— START —

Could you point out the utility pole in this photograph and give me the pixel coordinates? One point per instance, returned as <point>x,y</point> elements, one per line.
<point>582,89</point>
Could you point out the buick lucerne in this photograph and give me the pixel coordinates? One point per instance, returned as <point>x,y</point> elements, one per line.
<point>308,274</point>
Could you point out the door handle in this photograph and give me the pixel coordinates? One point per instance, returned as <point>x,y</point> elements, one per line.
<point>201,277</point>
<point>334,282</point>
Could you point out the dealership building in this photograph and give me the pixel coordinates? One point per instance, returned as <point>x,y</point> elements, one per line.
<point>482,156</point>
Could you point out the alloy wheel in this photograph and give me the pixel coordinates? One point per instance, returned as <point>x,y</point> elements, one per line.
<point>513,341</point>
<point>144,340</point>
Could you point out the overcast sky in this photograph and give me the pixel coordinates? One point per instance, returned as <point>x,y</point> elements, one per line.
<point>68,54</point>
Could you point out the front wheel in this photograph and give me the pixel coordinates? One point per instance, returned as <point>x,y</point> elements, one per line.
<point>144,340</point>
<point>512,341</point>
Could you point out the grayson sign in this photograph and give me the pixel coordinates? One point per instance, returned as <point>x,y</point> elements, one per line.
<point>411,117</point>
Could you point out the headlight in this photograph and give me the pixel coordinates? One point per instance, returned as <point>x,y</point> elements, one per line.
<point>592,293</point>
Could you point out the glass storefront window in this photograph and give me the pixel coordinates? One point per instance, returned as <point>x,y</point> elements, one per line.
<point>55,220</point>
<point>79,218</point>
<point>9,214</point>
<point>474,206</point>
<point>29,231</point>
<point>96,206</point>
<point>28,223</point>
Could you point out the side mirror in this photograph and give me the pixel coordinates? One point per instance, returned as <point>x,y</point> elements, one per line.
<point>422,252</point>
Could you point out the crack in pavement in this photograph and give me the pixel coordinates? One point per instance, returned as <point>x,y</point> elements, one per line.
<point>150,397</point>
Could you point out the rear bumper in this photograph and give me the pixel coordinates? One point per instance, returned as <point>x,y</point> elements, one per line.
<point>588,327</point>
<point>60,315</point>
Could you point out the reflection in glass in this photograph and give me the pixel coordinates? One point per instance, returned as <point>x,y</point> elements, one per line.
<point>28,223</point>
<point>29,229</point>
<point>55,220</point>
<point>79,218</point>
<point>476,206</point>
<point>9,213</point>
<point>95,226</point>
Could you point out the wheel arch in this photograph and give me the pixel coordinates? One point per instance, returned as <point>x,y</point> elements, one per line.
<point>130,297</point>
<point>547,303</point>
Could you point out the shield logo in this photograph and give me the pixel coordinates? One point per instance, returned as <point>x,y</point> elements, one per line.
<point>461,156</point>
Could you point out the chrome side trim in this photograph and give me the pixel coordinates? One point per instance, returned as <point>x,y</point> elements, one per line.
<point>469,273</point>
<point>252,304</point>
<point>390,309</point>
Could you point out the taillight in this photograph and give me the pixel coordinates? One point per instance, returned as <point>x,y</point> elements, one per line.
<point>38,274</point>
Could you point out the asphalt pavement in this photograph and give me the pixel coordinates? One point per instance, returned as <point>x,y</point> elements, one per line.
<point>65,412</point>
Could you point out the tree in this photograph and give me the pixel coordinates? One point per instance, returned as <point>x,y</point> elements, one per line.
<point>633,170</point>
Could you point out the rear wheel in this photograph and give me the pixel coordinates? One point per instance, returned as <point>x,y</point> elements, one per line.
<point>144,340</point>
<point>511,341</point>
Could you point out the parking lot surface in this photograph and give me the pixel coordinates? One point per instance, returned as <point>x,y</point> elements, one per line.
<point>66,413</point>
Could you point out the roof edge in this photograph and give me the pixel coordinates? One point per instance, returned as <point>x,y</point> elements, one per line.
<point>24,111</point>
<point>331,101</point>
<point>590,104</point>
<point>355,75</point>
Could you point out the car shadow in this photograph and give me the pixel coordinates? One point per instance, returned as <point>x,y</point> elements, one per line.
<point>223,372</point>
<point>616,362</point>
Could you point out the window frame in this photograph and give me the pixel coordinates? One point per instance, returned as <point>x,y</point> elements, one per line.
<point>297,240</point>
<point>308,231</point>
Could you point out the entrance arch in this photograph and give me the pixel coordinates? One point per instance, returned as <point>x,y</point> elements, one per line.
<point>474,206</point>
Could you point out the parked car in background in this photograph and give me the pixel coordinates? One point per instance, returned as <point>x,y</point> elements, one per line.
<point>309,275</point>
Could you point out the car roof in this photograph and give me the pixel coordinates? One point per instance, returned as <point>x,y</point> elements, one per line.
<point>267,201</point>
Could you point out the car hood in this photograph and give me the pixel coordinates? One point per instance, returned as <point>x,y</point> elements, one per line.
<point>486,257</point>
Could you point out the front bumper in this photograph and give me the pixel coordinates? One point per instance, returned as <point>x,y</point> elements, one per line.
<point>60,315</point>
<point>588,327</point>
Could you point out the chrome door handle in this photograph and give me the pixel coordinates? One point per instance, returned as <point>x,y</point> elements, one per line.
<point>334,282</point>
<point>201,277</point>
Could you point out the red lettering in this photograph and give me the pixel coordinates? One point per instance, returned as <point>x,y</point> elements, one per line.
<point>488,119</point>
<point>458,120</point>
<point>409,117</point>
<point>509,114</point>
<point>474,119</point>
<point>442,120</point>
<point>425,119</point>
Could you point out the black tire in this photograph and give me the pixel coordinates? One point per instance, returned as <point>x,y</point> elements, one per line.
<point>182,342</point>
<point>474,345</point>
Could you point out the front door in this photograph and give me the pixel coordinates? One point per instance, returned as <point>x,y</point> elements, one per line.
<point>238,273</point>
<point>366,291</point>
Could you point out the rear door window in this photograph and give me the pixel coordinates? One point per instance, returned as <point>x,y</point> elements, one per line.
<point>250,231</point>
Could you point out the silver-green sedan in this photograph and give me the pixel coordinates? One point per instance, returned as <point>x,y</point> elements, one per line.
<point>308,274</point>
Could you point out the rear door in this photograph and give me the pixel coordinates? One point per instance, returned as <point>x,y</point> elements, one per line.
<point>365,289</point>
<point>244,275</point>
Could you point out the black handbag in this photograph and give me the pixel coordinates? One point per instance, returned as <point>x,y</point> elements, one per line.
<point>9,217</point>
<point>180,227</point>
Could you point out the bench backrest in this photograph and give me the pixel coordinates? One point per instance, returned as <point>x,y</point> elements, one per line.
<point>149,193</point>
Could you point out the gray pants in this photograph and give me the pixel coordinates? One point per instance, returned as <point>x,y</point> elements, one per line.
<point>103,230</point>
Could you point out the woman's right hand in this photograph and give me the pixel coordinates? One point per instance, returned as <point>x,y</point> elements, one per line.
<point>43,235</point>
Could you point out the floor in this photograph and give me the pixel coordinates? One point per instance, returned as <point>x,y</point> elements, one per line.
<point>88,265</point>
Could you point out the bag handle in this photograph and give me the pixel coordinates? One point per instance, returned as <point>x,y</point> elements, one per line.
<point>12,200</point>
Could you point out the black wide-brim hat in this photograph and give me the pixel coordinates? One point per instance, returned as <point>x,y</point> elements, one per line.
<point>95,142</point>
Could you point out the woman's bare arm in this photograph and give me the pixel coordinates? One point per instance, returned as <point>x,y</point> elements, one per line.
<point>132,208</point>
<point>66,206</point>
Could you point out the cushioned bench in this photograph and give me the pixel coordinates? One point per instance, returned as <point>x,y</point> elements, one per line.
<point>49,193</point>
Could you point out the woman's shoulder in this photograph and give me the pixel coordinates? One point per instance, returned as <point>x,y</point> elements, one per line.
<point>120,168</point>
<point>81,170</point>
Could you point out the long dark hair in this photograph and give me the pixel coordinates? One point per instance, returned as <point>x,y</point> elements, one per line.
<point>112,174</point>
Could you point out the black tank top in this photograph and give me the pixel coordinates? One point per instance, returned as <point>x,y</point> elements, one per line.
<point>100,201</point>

— END —

• Exercise
Write the lines out verbatim, from the one with "Could you point out the cushioned" through the last line of the entries, and stop there.

• Final result
Could you point out the cushioned bench in this photograph and give me the pixel coordinates? One point per instance, returned as <point>x,y</point> elements, one per line.
<point>49,193</point>
Could you point out the woman's shoulder in this photograph and give me the pixel coordinates? One point per instance, returned as <point>x,y</point> elements, one per line.
<point>120,168</point>
<point>81,170</point>
Could you point out the long dark hair in this photograph and give me the pixel coordinates? One point per instance, returned as <point>x,y</point> elements, one per line.
<point>112,174</point>
Could you point out the black tank top in this photograph and give me the pixel coordinates? One point per instance, returned as <point>x,y</point> elements, one per line.
<point>100,201</point>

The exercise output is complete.